» Records from a data collection
►
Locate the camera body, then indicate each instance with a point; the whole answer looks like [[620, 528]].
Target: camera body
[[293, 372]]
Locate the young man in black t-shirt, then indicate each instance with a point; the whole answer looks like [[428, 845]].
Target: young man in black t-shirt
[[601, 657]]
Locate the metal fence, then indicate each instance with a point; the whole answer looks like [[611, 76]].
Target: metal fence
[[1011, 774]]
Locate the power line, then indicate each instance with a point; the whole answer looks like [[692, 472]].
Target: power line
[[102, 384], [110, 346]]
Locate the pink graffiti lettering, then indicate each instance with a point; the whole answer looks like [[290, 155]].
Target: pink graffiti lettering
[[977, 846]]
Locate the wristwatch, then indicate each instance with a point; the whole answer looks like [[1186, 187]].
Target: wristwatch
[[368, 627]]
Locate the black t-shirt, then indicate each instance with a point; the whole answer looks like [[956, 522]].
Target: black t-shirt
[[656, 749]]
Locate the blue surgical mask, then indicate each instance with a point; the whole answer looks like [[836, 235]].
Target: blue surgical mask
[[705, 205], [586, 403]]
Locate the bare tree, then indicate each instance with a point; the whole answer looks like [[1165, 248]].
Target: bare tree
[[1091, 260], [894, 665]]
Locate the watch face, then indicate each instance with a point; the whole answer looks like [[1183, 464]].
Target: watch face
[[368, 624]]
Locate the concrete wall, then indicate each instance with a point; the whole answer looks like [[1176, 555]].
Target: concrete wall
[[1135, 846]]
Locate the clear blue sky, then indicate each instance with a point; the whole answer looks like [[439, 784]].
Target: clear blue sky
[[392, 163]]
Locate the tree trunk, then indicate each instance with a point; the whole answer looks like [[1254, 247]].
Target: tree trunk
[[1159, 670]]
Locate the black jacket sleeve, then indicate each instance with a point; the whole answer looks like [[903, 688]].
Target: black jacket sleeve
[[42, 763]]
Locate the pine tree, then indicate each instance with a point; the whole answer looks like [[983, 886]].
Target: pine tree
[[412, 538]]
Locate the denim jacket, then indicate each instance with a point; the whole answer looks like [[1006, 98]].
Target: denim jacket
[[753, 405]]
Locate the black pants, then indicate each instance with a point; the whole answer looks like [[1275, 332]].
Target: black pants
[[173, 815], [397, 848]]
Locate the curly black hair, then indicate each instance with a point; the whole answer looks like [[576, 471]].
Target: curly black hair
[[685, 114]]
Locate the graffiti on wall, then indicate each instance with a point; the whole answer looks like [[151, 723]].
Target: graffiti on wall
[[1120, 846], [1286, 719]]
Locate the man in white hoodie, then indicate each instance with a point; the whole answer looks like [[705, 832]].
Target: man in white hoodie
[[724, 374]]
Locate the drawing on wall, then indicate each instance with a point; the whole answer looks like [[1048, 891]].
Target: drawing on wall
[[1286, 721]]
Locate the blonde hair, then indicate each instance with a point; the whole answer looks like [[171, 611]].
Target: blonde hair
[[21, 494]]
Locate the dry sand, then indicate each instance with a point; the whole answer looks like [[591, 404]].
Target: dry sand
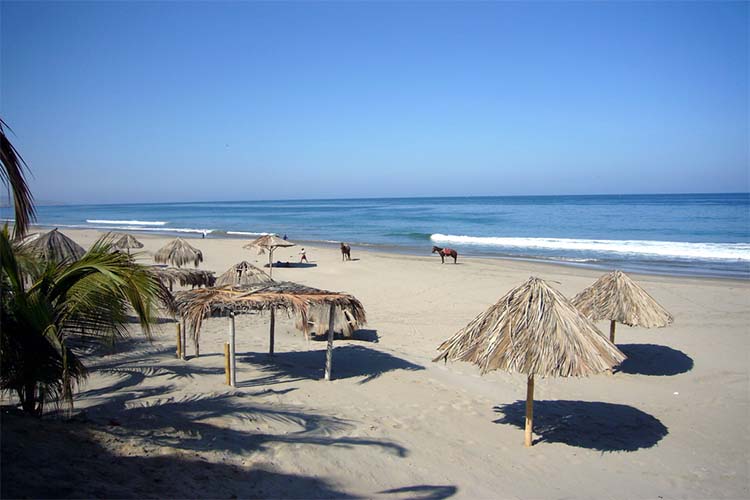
[[672, 423]]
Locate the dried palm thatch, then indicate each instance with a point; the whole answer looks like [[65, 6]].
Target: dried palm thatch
[[317, 320], [268, 242], [533, 330], [178, 253], [196, 305], [185, 277], [56, 247], [617, 298], [126, 241], [298, 300], [242, 274]]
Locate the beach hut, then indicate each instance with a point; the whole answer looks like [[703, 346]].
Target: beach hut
[[56, 247], [178, 252], [126, 242], [619, 299], [185, 277], [242, 274], [534, 330], [195, 306], [268, 243]]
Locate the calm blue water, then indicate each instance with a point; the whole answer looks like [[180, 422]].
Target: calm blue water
[[700, 234]]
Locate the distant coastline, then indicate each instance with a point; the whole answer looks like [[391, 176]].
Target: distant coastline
[[690, 234]]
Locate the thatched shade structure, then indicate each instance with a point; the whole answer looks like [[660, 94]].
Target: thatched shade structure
[[196, 305], [185, 277], [533, 330], [617, 298], [178, 253], [56, 247], [126, 242], [242, 274], [269, 243]]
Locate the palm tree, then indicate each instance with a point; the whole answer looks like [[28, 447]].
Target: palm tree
[[47, 306], [12, 175]]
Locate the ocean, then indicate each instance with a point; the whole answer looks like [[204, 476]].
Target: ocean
[[694, 234]]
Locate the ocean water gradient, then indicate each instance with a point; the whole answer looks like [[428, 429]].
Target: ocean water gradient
[[699, 234]]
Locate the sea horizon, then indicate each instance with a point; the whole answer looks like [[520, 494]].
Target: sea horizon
[[699, 234]]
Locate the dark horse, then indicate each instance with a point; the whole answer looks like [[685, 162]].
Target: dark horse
[[346, 252], [445, 252]]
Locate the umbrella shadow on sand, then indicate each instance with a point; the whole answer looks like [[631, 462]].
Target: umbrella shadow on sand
[[652, 359], [587, 424], [348, 361]]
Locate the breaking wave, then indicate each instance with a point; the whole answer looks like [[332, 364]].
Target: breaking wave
[[127, 222], [667, 249]]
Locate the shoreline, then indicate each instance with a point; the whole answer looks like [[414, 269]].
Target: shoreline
[[414, 252], [393, 424]]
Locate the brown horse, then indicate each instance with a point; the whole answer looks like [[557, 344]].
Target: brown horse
[[346, 252], [445, 252]]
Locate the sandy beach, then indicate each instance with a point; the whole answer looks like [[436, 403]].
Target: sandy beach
[[673, 422]]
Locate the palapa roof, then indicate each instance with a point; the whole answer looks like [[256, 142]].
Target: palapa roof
[[268, 242], [535, 330], [126, 241], [185, 277], [178, 253], [196, 305], [616, 297], [56, 247], [241, 274]]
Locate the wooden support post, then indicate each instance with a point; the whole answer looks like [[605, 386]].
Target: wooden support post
[[184, 339], [226, 364], [271, 333], [528, 437], [329, 350], [232, 361], [179, 341]]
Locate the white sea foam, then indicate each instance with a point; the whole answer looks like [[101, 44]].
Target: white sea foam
[[247, 233], [141, 228], [667, 249], [127, 222]]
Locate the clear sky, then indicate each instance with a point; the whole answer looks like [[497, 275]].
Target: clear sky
[[116, 102]]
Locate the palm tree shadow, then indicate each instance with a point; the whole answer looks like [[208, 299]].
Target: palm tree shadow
[[25, 439], [587, 424], [652, 359], [422, 492], [348, 361]]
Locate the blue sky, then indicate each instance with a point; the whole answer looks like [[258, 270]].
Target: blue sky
[[115, 102]]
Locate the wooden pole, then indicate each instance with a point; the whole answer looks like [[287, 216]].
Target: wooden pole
[[179, 341], [270, 262], [226, 364], [329, 350], [271, 333], [232, 361], [529, 411], [184, 339]]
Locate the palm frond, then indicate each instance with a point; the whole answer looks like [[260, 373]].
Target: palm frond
[[13, 175]]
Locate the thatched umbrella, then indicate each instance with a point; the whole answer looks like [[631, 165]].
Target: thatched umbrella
[[533, 330], [617, 298], [242, 274], [56, 247], [178, 253], [126, 242], [269, 242]]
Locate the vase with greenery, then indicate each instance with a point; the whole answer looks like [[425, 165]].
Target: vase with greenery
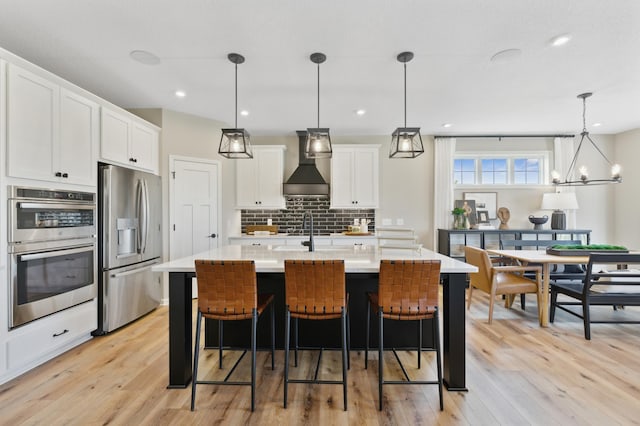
[[458, 218]]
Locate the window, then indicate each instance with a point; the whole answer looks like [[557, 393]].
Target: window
[[502, 169]]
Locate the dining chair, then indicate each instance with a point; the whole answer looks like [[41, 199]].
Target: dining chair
[[407, 291], [315, 290], [227, 291], [506, 280]]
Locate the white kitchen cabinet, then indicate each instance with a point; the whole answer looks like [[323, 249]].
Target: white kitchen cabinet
[[259, 180], [128, 142], [51, 132], [354, 177], [47, 337]]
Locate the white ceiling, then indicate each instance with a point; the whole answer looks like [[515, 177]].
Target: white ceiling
[[450, 80]]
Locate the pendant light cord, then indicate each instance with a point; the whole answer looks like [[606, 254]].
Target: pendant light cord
[[405, 95], [236, 109]]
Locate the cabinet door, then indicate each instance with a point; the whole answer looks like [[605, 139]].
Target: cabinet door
[[365, 178], [76, 158], [115, 134], [144, 147], [342, 179], [270, 170], [246, 182], [32, 124]]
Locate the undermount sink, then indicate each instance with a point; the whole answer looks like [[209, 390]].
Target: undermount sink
[[321, 248]]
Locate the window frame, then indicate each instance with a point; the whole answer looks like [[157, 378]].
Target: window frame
[[542, 156]]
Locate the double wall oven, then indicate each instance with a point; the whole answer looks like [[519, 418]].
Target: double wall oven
[[52, 251]]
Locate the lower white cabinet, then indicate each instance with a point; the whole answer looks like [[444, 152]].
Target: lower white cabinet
[[45, 338]]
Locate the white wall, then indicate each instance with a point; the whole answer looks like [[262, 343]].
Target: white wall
[[626, 202]]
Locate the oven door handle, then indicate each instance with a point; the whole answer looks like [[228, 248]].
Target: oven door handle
[[35, 256], [29, 205]]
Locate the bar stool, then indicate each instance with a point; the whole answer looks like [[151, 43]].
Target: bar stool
[[315, 290], [407, 291], [227, 291]]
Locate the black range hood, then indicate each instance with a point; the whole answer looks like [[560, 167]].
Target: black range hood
[[306, 179]]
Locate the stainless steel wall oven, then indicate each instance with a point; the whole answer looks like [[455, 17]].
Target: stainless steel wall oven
[[52, 251]]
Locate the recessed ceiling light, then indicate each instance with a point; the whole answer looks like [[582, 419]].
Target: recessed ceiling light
[[560, 40], [506, 55], [144, 57]]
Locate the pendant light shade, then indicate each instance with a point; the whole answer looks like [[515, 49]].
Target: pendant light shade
[[406, 142], [235, 143], [318, 140], [572, 178]]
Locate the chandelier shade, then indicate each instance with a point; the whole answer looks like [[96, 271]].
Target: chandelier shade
[[579, 175]]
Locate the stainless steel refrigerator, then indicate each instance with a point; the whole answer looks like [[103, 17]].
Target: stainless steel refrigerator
[[129, 244]]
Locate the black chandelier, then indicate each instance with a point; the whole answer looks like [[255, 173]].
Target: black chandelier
[[235, 143], [570, 179], [406, 142]]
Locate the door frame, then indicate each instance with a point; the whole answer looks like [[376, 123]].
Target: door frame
[[172, 160]]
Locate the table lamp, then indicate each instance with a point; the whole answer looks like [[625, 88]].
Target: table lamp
[[558, 202]]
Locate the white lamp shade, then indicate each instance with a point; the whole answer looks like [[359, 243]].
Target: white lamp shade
[[559, 201]]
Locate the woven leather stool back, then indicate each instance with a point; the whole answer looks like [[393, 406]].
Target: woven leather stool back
[[226, 288], [315, 287], [408, 287]]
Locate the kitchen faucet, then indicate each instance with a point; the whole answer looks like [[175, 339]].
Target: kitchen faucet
[[304, 225]]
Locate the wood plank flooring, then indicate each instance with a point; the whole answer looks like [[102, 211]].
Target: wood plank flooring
[[517, 373]]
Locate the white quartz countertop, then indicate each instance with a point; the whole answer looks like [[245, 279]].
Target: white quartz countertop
[[358, 259]]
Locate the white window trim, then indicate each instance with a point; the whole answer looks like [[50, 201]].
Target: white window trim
[[545, 170]]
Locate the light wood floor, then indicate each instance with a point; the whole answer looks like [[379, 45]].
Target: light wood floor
[[517, 373]]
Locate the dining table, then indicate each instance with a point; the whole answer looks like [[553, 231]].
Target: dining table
[[544, 259]]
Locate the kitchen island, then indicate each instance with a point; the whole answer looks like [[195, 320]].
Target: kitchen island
[[361, 268]]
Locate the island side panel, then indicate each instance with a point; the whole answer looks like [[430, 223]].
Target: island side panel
[[454, 347], [180, 329]]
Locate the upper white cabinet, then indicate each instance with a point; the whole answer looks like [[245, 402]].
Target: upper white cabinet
[[128, 142], [259, 180], [354, 177], [51, 132]]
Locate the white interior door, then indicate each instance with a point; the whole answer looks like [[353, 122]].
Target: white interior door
[[195, 207]]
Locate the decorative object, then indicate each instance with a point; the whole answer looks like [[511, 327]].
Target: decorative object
[[406, 142], [318, 139], [469, 206], [538, 221], [483, 216], [504, 215], [569, 179], [458, 218], [558, 202], [235, 143], [484, 201]]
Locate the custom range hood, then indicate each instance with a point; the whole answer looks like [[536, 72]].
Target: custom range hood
[[306, 179]]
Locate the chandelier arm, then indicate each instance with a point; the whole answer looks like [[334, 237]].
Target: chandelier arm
[[599, 151]]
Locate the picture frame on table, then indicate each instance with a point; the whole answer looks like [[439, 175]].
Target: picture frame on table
[[469, 206], [487, 201], [483, 217]]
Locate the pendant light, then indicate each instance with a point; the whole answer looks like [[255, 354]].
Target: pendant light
[[570, 179], [235, 143], [318, 140], [406, 142]]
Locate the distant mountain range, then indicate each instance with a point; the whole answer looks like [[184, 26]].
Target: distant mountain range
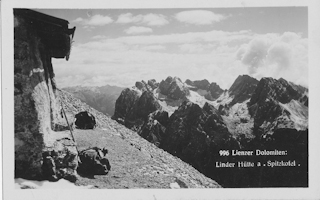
[[101, 98], [195, 120]]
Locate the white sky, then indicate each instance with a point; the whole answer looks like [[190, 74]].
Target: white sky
[[122, 46]]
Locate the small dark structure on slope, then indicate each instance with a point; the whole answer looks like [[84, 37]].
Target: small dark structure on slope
[[39, 149], [85, 120]]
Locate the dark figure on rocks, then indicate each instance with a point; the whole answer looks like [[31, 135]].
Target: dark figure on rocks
[[94, 161], [57, 165], [85, 120]]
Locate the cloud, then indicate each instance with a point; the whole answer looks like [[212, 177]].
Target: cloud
[[219, 37], [149, 19], [199, 17], [95, 20], [218, 56], [153, 47], [98, 37], [276, 56], [138, 30], [154, 20]]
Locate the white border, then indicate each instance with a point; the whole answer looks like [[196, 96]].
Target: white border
[[313, 192]]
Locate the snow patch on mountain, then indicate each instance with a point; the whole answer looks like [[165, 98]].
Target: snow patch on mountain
[[297, 113], [239, 121], [197, 98], [224, 98]]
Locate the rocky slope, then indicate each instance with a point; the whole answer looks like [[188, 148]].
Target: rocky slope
[[195, 119], [135, 162], [101, 98]]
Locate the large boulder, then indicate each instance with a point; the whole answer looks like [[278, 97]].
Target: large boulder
[[94, 161], [85, 120]]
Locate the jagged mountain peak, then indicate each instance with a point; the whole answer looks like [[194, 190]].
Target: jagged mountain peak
[[277, 90], [242, 88]]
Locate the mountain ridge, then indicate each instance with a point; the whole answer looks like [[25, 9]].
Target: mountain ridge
[[248, 115]]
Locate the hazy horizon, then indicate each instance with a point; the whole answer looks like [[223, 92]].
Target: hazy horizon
[[121, 46]]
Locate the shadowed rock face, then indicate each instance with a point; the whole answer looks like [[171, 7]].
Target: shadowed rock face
[[102, 98], [242, 88], [264, 104], [36, 109], [85, 120], [214, 90]]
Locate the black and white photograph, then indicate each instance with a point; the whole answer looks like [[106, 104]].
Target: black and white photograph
[[192, 100]]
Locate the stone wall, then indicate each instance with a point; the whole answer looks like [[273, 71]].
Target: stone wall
[[37, 111]]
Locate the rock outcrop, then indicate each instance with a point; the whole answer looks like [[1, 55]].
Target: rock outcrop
[[38, 147], [266, 114], [173, 88], [136, 163], [242, 88], [213, 91]]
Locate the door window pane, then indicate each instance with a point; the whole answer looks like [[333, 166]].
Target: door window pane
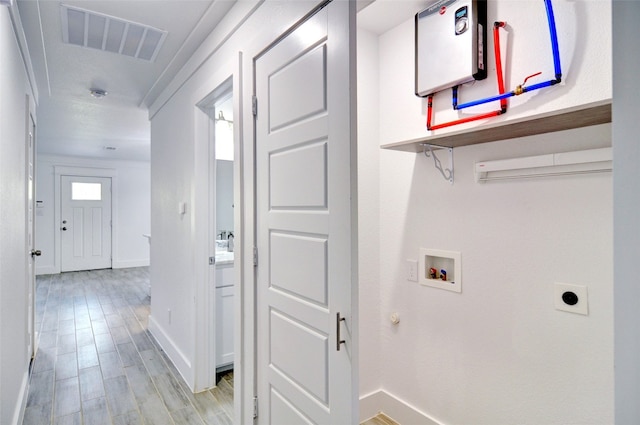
◄
Among the entries above, the lines between the ones containing "Locate the window, then" and "Locate the dining chair, then", inclusive, are to be transcribed exactly. No other line is to be given.

Locate the window, then indicate each instance with a point; the whole answer looks like [[557, 393]].
Target: window
[[502, 169]]
Locate the dining chair, then indicate each instance with a point; the whole answer looks like [[41, 199]].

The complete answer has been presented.